Output as a numbered list everything from the line that contains "of the blue" down to the last of the lines, omitting any blank lines.
-------- DATA TO USE
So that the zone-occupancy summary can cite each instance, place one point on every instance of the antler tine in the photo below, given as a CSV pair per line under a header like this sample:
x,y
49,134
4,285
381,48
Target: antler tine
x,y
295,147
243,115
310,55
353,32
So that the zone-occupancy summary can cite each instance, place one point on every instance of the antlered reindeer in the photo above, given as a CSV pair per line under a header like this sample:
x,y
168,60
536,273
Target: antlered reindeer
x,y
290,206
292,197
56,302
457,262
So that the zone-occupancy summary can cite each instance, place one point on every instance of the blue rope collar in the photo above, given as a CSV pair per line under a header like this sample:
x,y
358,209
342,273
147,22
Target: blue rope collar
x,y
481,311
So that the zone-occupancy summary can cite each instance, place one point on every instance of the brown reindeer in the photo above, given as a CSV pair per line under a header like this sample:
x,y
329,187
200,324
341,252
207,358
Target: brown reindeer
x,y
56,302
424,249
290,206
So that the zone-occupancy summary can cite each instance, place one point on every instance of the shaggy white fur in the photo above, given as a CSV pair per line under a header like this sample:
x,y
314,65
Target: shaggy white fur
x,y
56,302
----------------
» TASK SOLUTION
1. So that the zone-occupancy summary can cite each instance, place one point on every instance of the blue rope collar in the photo above, given as a CSV pair per line under a header like this sample:
2. x,y
3. 358,209
4. 342,273
5. 147,22
6. Target: blue rope collar
7. x,y
8. 481,311
9. So that the zone-occupancy summary can cite each instance, place one point on every instance of the brown reindeer in the photo above, given as a CSV pair per line under a header like this sample:
10. x,y
11. 329,187
12. 200,324
13. 341,252
14. 207,358
15. Target: brown reindeer
16. x,y
17. 56,302
18. 424,249
19. 290,206
20. So that the zone-occupancy summary can cite each instance, place one point on every instance of the shaggy white fur in the photo above, given as a CSV pair per line under a header like this sample:
21. x,y
22. 314,65
23. Target: shaggy white fur
24. x,y
25. 56,302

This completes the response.